## PROBLEMS TO WORK ON
[a] In the article on the Alito nomination, on what date did Bush announce Alito's nomination?
[b] In the article on the Alito nomination, what qualities of Alito have impressed senators? List all of them.

This is the mirror opposite of the vulnerability that Alito's supporters are hoping to exploit in states such as Nebraska and North Dakota, which President Bush won easily last year but where Democrats hold Senate seats.

This gives activists on both sides incentives to plunge into the political trenches -- distributing postcards to be mailed to senators, writing letters to the editor, passing out literature extolling Alito's virtues or warning of the dangers he would present if elevated to the high court.

In Providence, one volunteer even offered to prowl downtown streets with a mobile phone and a script, offering passers-by a chance to call Chafee's office on the spot to register opposition to Alito.

"I know some of you might be wondering: Is this going to make a difference? It's only postcards," said Marti Rosenberg, the lead organizer here, who opposed the 1987 Supreme Court nomination of Robert H. Bork. "In the Bork fight, we got nearly 1,000 cards to Senator [John H.] Chafee, the dad. And we did beat Bork."

Backed by the money and know-how of Washington-based advocacy organizations, activists on both sides are duplicating those efforts in about 25 states. In many cases, the grass-roots campaign is being supplemented with television advertising focused on swaying swing-vote senators.

Opponents of the nomination, who are concentrating on states with moderate Republican senators or conservative Democrats, are trying to drive home the argument that Alito is a threat to long-established rights. His confirmation, they say, will put the judiciary in the hands of conservative extremists, threatening the right to abortion, crippling the power of Congress to pass anti-discrimination or gun-control laws, and resulting in more police power over individuals.

Alito's supporters, meanwhile, are trying to apply pressure to Democratic senators from more conservative states by portraying him as a brilliant and restrained jurist committed to narrowly interpreting the Constitution. Any senator who opposes him, they warn, is a captive of liberal groups outside the mainstream.

"If you are a Democratic senator from a state that the president won, the last thing you want to do is be aligned with [liberal advocate] Ralph Neas or groups like People for the American Way," said Keith Appell, a Republican strategist working with organizations supporting Alito's nomination.

Groups on both sides began mobilizing supporters hours after Bush announced Alito's nomination on Oct. 31. But the brewing battle has been largely obscured by the decorum of Alito's courtesy calls to senators, to whom he has offered reassuring words about his 15 years as an appeals court judge. The effort has earned praise from many senators, including some Democrats, who are impressed by Alito's intellect, judicial experience and professed respect for legal precedent.

## RECORDS SUPPLIED
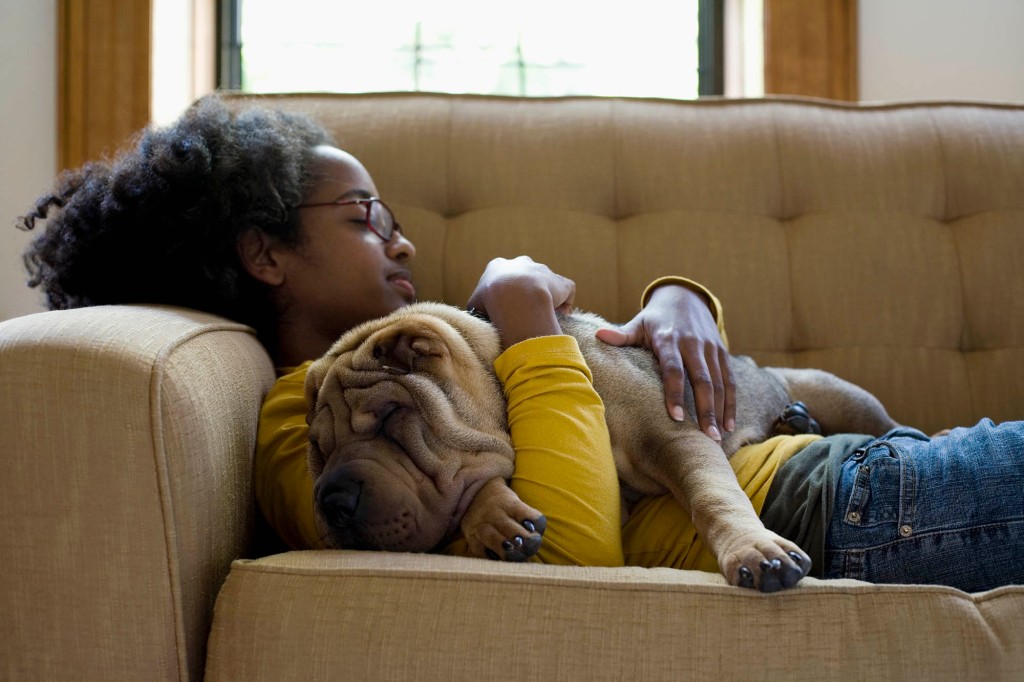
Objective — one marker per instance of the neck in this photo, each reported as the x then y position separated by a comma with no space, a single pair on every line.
296,344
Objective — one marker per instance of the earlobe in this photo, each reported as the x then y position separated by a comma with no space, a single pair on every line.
259,257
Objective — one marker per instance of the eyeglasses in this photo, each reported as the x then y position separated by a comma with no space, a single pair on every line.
379,218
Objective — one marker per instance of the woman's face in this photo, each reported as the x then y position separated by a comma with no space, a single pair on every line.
341,273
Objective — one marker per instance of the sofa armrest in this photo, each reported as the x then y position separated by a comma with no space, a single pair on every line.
126,489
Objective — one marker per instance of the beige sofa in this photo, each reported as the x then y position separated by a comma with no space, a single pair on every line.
882,243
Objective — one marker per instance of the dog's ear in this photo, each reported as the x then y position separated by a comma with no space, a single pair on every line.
399,352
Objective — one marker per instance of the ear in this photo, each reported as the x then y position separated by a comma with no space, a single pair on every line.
259,255
398,352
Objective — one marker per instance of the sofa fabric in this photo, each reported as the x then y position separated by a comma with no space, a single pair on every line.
882,243
317,615
127,489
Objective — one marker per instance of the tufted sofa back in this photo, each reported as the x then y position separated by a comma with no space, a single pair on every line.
885,244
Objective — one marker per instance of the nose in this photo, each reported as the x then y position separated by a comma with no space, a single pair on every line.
399,248
339,501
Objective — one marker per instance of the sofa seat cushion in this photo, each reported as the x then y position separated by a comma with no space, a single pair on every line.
367,614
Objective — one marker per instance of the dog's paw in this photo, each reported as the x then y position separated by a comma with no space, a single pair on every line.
501,526
769,563
796,419
522,545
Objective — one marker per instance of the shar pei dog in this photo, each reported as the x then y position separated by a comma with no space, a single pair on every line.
409,441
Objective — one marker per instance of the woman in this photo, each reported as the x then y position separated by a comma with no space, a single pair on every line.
259,217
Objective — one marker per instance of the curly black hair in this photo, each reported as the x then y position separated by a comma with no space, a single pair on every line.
160,222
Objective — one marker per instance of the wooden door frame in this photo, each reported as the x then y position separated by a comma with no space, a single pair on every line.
811,48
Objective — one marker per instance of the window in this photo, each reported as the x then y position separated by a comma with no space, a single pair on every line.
532,48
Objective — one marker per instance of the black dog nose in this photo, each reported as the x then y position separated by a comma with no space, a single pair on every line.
339,500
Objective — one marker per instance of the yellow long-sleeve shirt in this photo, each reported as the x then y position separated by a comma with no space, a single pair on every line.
563,464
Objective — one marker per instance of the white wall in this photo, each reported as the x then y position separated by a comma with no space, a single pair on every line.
941,49
28,135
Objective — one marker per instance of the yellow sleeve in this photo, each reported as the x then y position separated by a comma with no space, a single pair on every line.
563,467
283,485
713,302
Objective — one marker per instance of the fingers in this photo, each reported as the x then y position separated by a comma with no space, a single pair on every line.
706,378
729,392
520,297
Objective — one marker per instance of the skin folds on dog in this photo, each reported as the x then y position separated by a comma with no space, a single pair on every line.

## SOLUTIONS FOR EACH TASK
[a] Oct. 31

[b]
- His intellect
- His judicial experience
- His professed respect for legal precedent